__ТЕКСТ ДОКУМЕНТА__
.....

В Берлине, вопреки утверждениям эмиграции, что вся настоящая русская литература находится в изгнании, Эренбург (в статьях и в антологии «Поэзия революционной Москвы» 19) доказывал: подлинная поэзия жива именно в России. Перечисляя ее «блестящие достижения за последние годы», наряду с «Двенадцатью» Блока и «Зимними сонетами» Вяч. Иванова, он назвал «Белую стаю» и «Подорожник» Ахматовой – «полное преодоление изысканности «Четок» во имя ясности и простоты» 20. В обзоре новой русской поэзии, напечатанном под псевдонимом Жан Сало в журнале «Вещь», критикуя сборники петроградского издательства «Петрополис» за то, что по их стихам нельзя понять, была ли в России война 1914 года, революция и гражданская война, Эренбург выделил «Подорожник»: «Стихи Ахматовой… молодят меня. Они не лучше и не хуже прежних – это нечто раз данное, ровное и неизбывное. Я только страшусь тех минут, когда от классической «Белой стаи» она поворачивается к легкой внешней народности» 21.

Настойчивость Эренбурга в отстаивании высоких достоинств поэзии, творимой в Советской России, заметно повлияла на некоторых берлинских критиков 22. Известия об этом доходили до – России, и Ахматова, чувствительная к эмигрантским суждениям и пересудам недавних питерских знакомцев, видимо, отметила перемену». Наверное, как доброжелательную реакцию на нее можно трактовать эпизод из непубликовавшихся воспоминаний А. В. Зискинда: «В начале двадцатых годов я работал в наркомате почты и телеграфа. По делам этого наркомата в январе 1923 года я отправился в Германию. Перед отъездом поезда меня предупредили, что со мной хочет поговорить одна дама. И действительно по перрону ко мне подходила роскошно (по тем временам) одетая молодая женщина. Я сильно смутился. Одет я был по тогдашней моде в считавшийся верхом франтовства синий костюм… Дама оказалась Анной Ахматовой. В то время я читал всего несколько ее стихотворений. Она попросила передать в Берлине Илье Эренбургу ко дню его рождения в знак признательности за доброе к ней отношение свой подарок – сборник «Четки». Она сильно удивилась, что я знаю ее стихи, я имел дерзость прочесть ей два стихотворения.

– Вы… – и недоверчиво посмотрела на мою блузу…

Мы тепло, по-товарищески расстались. На прощание Анна Андреевна бросила – «до свиданья, буби!»…

В Берлине, бросив все дела, я пошел разыскивать по адресу Эренбургов. Было радостно выполнять такое приятное поручение. Дверь мне открыла Люба Козинцева – жена Эренбурга, за ней стоял мне еще лично незнакомый Борис Пастернак. Они затащили меня в дом, жадно расспрашивали о России, о литературных событиях. Долго не отпускали, потом Любовь Михайловна подробно объяснила мне, как найти кафе, где ежедневно работал Эренбург.

.....

__НАБОР ЗАПИСЕЙ__
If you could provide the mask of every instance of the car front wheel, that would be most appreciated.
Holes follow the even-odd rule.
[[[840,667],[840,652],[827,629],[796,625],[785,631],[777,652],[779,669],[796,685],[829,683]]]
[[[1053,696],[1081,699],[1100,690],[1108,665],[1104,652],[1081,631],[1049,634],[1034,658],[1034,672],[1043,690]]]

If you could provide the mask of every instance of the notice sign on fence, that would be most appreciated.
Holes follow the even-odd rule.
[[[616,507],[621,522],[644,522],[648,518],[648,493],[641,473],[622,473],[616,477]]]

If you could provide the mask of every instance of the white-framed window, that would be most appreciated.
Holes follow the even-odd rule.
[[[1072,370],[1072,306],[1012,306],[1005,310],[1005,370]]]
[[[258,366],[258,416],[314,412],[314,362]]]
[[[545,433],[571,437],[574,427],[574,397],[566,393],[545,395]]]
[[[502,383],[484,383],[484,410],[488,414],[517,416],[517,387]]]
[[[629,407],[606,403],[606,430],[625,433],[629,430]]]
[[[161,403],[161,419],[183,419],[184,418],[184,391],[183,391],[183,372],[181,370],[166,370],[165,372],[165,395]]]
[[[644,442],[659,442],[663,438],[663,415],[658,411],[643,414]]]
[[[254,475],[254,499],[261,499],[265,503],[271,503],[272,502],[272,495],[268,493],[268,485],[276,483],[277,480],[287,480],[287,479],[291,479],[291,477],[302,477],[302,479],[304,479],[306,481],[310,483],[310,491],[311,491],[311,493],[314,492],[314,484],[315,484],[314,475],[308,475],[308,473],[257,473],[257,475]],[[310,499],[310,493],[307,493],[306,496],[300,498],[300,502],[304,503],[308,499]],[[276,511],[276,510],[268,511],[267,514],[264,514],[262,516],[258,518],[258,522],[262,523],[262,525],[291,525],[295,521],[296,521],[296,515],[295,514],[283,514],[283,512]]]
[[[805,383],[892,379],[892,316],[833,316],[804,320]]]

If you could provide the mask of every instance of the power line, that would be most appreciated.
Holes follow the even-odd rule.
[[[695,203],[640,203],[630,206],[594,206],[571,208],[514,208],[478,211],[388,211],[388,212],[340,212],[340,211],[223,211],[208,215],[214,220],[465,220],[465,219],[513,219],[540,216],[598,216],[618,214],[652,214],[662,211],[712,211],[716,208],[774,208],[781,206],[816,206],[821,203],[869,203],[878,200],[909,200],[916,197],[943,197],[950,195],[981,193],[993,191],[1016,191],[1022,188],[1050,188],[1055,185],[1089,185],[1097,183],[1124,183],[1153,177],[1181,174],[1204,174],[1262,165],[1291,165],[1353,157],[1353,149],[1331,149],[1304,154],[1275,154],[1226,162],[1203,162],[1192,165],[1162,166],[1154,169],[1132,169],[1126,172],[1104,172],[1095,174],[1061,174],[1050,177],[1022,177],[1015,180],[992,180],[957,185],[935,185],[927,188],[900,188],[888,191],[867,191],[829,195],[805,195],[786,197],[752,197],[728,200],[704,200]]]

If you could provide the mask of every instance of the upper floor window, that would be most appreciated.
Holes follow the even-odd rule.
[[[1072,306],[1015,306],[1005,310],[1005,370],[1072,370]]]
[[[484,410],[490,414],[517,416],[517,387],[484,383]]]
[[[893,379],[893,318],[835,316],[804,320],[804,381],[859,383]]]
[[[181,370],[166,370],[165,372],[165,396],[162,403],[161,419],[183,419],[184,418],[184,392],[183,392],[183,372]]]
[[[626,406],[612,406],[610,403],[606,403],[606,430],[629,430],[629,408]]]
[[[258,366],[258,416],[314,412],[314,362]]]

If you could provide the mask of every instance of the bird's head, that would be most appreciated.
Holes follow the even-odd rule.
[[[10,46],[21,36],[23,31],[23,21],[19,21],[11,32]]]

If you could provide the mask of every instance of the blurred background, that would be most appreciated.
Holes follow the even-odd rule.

.....

__ЧТО НУЖНО СДЕЛАТЬ__
Ответьте на вопросы по тексту об Эренбурге и Ахматовой:
1. Под каким псевдонимом Эренбург напечатал обзор новой русской поэзии в журнале «Вещь»?
2. Какой сборник Ахматова попросила передать Эренбургу ко дню его рождения?
3. Кто открыл Зискинду дверь, когда он разыскал Эренбургов в Берлине?
Этот материал взят из другого источника.

__ПОЛНЫЙ ОТВЕТ__
1. Жан Сало.
2. Сборник «Четки».
3. Люба Козинцева, жена Эренбурга.